* **INSTRUCTIONS FOR THE TASK**: Please echo the listing below line for line, without changing anything.

(Records excerpted from a collection)

***

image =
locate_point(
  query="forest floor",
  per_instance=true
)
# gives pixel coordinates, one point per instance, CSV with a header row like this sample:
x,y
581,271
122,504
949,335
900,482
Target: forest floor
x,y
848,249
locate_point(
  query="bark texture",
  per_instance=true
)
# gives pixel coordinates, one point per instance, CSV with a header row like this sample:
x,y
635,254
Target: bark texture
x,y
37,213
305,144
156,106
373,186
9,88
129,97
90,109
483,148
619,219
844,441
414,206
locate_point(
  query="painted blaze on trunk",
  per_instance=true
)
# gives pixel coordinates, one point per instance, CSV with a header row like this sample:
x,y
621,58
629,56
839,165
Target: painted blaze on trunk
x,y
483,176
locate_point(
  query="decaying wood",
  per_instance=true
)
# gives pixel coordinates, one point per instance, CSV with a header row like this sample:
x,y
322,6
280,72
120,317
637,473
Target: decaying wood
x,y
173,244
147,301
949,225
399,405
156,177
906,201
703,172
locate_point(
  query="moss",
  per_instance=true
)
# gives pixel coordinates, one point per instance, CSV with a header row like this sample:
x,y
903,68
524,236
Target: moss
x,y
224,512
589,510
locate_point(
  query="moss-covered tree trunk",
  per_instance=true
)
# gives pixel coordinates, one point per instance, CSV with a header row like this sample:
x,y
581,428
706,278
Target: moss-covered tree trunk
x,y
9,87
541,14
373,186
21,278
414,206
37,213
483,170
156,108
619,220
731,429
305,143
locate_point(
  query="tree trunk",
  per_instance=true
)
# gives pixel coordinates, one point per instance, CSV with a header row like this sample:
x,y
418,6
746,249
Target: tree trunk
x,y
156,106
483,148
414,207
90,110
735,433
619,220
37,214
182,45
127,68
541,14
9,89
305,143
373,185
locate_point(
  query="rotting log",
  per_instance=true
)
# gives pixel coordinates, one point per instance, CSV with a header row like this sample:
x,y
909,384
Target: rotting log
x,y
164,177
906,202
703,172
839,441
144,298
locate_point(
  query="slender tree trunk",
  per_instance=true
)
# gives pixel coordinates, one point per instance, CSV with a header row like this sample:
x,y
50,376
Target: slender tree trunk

***

* **EXPECTED ANSWER**:
image =
locate_point(
  query="forest floor",
  per_instance=true
)
# gives pixel coordinates, one point per instance, CSV with a header row like this sample:
x,y
581,271
122,504
949,335
900,482
Target: forest floor
x,y
848,249
locate_point(
  query="bark texture",
  per_instance=true
)
# gives pixel coordinates, one point per instance, CSV with a header row like this sample:
x,y
635,254
Target: bark texture
x,y
37,213
305,144
156,106
373,186
9,88
129,97
90,109
483,148
619,219
844,441
414,206
locate_point(
  query="painted blaze on trunk",
  per_instance=true
)
# gives pixel coordinates, one point per instance, CSV with a header row like this sample:
x,y
621,58
629,56
839,165
Target: painted blaze on trunk
x,y
483,176
locate_point(
  query="decaying wood",
  per_instance=true
)
# gives pixel coordinates, one point per instance, CSV with a header row like this sample:
x,y
322,6
280,72
120,317
637,473
Target: decaying wood
x,y
173,244
147,301
949,225
399,405
156,177
906,201
703,172
locate_point(
  query="moss",
  per_instance=true
)
# gives pixel coordinates, one point per instance, CSV with a header row like this sample:
x,y
903,68
524,236
Target: moss
x,y
224,512
589,510
locate_point(
  query="moss-covered tree trunk",
  per_instance=true
)
# gives pixel coordinates, one point per instance, CSV with a header row like this sample:
x,y
581,428
706,278
Target: moss-covered tree trunk
x,y
9,87
541,14
373,186
21,278
414,206
37,213
483,170
156,108
619,220
731,429
305,143
locate_point(
  query="tree trunk",
  per_instance=true
)
# gives pixel coordinates, one point per instance, CSV with a header row like this sample:
x,y
418,6
746,249
Target: tree trunk
x,y
156,106
483,148
414,207
90,110
735,433
619,220
37,214
182,45
127,68
541,14
9,89
305,143
373,185
locate_point(
  query="rotting log",
  per_instance=true
)
# gives pixel coordinates, one point per instance, CSV with a header row like this sample:
x,y
909,384
Target: rotting log
x,y
164,177
906,202
703,172
839,441
144,298
locate_point(
  query="slender tree trunk",
  per_instance=true
)
# gives pixel coordinates, one point per instance, CSV with a header row like this sample:
x,y
50,376
Target: slender tree trunk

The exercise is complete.